* _TASK DATA_
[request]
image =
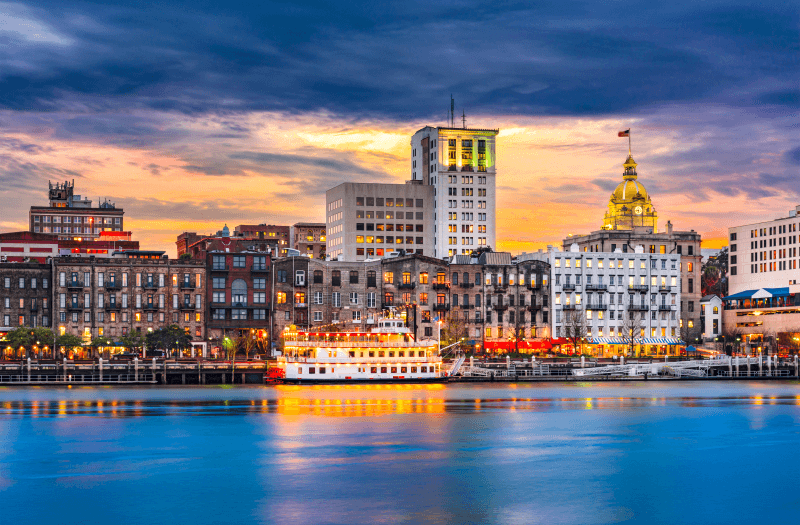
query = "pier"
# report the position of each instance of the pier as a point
(153, 371)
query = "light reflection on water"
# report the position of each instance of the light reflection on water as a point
(528, 453)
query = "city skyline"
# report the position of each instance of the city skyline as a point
(250, 129)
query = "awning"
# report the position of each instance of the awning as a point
(607, 340)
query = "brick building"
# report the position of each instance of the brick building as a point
(110, 297)
(25, 290)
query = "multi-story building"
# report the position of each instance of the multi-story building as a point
(26, 295)
(28, 247)
(630, 221)
(602, 288)
(711, 317)
(366, 220)
(417, 287)
(503, 303)
(110, 297)
(309, 239)
(70, 217)
(461, 165)
(763, 308)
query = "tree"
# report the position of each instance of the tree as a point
(632, 328)
(575, 328)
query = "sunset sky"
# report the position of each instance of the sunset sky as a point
(190, 115)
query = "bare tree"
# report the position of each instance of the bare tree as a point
(632, 328)
(575, 328)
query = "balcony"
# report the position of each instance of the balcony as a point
(596, 306)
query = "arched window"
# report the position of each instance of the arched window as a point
(239, 292)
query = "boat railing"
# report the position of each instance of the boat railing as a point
(358, 344)
(358, 360)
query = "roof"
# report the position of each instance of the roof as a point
(495, 258)
(766, 292)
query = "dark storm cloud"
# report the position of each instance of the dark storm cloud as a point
(399, 60)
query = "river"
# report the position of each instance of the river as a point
(579, 453)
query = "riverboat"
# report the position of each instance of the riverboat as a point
(388, 354)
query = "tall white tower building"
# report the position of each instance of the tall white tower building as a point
(460, 164)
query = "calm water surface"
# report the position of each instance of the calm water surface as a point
(543, 453)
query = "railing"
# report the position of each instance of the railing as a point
(354, 360)
(357, 344)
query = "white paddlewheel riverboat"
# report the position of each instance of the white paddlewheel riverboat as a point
(388, 354)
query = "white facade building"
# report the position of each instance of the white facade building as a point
(460, 164)
(604, 287)
(764, 254)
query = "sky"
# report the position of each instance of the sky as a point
(191, 115)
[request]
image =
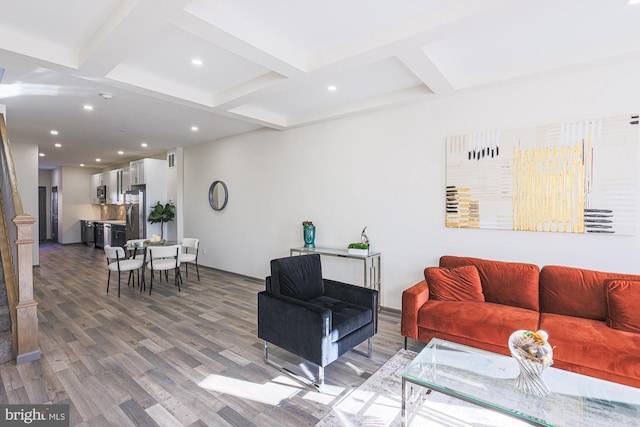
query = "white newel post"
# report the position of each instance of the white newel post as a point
(27, 308)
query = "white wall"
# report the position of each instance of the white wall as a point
(74, 202)
(44, 180)
(387, 171)
(25, 159)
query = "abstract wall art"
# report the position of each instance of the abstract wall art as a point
(578, 177)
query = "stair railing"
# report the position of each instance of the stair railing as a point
(22, 306)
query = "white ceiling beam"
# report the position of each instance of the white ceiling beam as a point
(428, 26)
(420, 65)
(130, 25)
(225, 40)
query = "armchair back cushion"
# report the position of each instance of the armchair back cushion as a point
(297, 277)
(508, 283)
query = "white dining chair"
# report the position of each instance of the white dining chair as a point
(164, 258)
(118, 261)
(190, 254)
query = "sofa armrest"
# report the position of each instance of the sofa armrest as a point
(412, 299)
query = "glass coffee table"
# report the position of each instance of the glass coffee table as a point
(487, 379)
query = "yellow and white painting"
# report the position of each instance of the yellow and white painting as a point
(579, 177)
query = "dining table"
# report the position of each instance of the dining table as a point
(139, 244)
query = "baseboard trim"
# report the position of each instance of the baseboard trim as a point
(28, 357)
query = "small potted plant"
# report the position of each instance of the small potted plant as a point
(361, 249)
(162, 213)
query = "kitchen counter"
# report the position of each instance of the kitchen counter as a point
(107, 221)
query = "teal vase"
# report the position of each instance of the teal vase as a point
(309, 236)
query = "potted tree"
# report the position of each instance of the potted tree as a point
(162, 213)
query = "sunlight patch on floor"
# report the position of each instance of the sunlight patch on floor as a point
(271, 393)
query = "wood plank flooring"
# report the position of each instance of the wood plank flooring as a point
(189, 358)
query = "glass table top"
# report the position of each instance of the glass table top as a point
(487, 379)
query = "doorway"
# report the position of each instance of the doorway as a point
(54, 214)
(42, 213)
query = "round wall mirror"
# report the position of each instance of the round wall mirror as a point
(218, 195)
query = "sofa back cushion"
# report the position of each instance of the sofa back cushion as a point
(623, 297)
(298, 277)
(508, 283)
(575, 291)
(454, 284)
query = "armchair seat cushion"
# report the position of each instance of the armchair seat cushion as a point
(345, 318)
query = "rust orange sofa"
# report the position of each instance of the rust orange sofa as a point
(592, 317)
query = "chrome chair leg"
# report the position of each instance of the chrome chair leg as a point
(369, 351)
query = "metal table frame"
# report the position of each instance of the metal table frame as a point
(371, 263)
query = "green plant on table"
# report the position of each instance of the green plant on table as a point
(162, 213)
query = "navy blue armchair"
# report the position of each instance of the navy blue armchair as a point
(315, 318)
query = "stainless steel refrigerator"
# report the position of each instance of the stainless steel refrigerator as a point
(136, 221)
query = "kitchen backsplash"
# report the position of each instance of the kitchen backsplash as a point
(117, 212)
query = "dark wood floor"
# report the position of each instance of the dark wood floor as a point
(172, 358)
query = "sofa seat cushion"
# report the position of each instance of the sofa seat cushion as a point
(623, 297)
(345, 318)
(593, 345)
(454, 284)
(478, 321)
(508, 283)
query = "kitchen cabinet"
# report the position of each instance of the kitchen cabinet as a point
(117, 182)
(118, 235)
(145, 171)
(97, 179)
(136, 172)
(112, 186)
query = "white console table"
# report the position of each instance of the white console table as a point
(371, 263)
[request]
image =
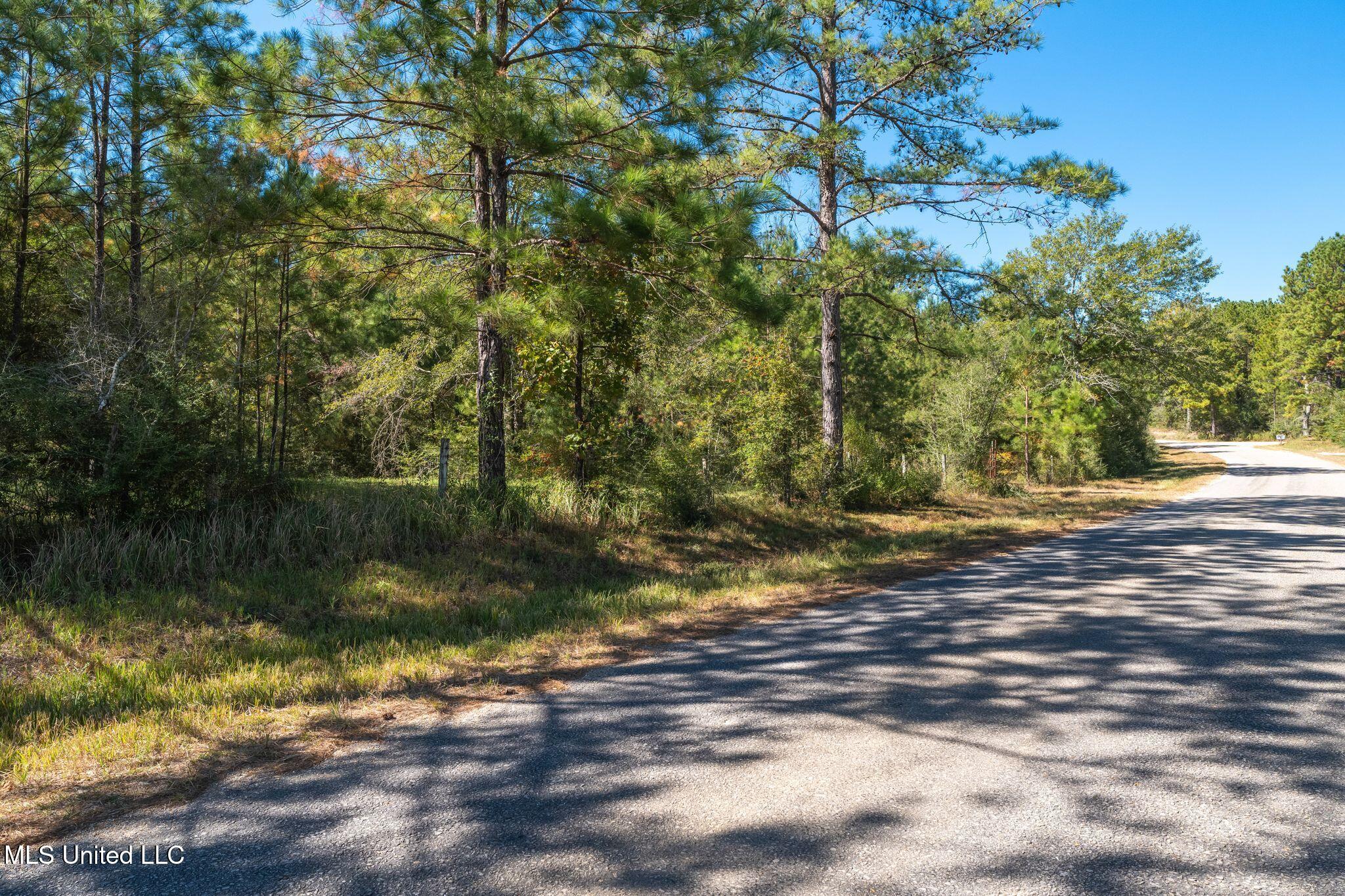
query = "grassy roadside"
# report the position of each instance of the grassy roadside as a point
(116, 702)
(1313, 448)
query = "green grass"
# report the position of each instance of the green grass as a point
(141, 662)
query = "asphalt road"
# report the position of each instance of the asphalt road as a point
(1151, 706)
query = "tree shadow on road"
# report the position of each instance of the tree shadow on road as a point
(1181, 721)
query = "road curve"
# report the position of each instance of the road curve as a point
(1149, 706)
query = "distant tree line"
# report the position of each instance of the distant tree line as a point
(1266, 367)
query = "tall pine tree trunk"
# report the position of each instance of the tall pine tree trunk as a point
(580, 454)
(490, 345)
(100, 102)
(833, 387)
(135, 198)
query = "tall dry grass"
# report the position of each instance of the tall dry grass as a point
(334, 523)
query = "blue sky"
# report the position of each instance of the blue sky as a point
(1227, 117)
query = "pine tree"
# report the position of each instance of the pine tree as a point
(911, 73)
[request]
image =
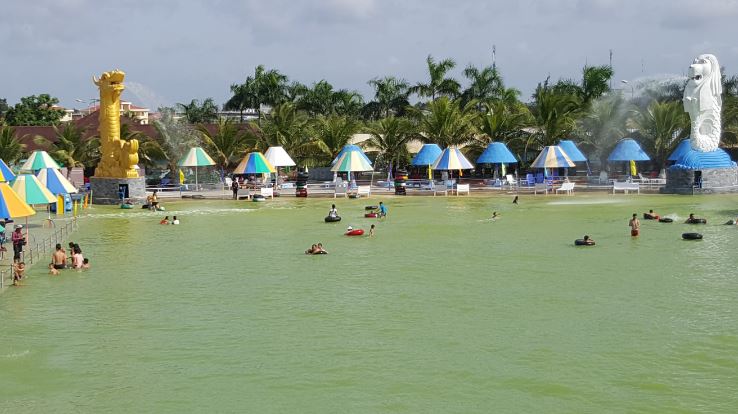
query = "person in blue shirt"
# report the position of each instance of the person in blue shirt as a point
(382, 210)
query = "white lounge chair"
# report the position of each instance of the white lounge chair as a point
(566, 187)
(267, 192)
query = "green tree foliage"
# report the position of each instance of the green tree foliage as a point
(196, 113)
(34, 110)
(11, 150)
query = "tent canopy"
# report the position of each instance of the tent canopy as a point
(628, 150)
(497, 153)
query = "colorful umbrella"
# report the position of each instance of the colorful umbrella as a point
(53, 180)
(11, 205)
(254, 163)
(30, 190)
(39, 160)
(5, 173)
(552, 157)
(196, 157)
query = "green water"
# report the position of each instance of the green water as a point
(443, 311)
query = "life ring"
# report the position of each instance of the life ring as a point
(696, 221)
(581, 242)
(691, 236)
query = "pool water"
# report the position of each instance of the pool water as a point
(444, 310)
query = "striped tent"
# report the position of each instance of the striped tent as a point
(30, 190)
(552, 157)
(254, 163)
(11, 205)
(39, 160)
(5, 173)
(55, 181)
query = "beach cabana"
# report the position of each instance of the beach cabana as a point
(628, 150)
(39, 160)
(427, 155)
(6, 174)
(278, 157)
(55, 182)
(196, 157)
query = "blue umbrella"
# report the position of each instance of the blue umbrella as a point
(496, 153)
(570, 148)
(681, 149)
(628, 150)
(427, 155)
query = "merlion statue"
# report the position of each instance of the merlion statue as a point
(703, 101)
(118, 157)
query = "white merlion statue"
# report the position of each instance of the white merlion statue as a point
(703, 101)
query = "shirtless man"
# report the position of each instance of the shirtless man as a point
(59, 258)
(635, 226)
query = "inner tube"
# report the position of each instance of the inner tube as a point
(696, 221)
(581, 242)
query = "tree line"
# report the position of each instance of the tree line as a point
(313, 122)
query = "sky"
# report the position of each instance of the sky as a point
(175, 51)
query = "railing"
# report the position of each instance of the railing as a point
(35, 248)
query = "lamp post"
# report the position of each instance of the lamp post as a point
(632, 92)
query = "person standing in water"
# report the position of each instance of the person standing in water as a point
(635, 225)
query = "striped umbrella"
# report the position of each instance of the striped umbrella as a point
(5, 173)
(11, 205)
(55, 181)
(30, 190)
(427, 155)
(196, 157)
(39, 160)
(254, 163)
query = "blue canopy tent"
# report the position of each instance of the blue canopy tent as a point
(628, 150)
(427, 155)
(497, 153)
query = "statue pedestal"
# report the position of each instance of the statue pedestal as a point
(702, 173)
(107, 190)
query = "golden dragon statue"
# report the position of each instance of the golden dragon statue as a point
(118, 157)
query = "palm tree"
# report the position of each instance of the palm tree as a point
(662, 126)
(333, 133)
(445, 123)
(438, 84)
(389, 137)
(11, 149)
(390, 98)
(226, 143)
(71, 148)
(195, 113)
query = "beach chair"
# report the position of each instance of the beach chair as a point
(267, 192)
(568, 188)
(364, 191)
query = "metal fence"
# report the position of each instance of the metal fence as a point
(35, 248)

* _REQUIREMENT_
Retype, exactly as written, each line from the one that has "# report the position of each instance of the blue canopy" to the bottom of the entries above, and include both of those lines.

* _OUTPUT FOR THIS TASK_
# report the position of each instance of the blue canopy tent as a point
(628, 150)
(427, 155)
(497, 153)
query = "statue pedestal"
# report the position of each instance of the statue pedestal as a point
(702, 173)
(107, 190)
query = "golden dragon statue"
# report the position of each instance of the golden dragon statue as a point
(118, 157)
query = "palm tree"
# report the position of each instance of the palm tree as a point
(662, 126)
(333, 133)
(445, 123)
(438, 84)
(389, 137)
(11, 149)
(390, 98)
(226, 143)
(71, 148)
(195, 113)
query = "beach chair"
# report the position of each instance of the beach chair as a point
(267, 192)
(568, 188)
(364, 191)
query = "metal fence"
# report the position of each instance of the metal fence as a point
(35, 248)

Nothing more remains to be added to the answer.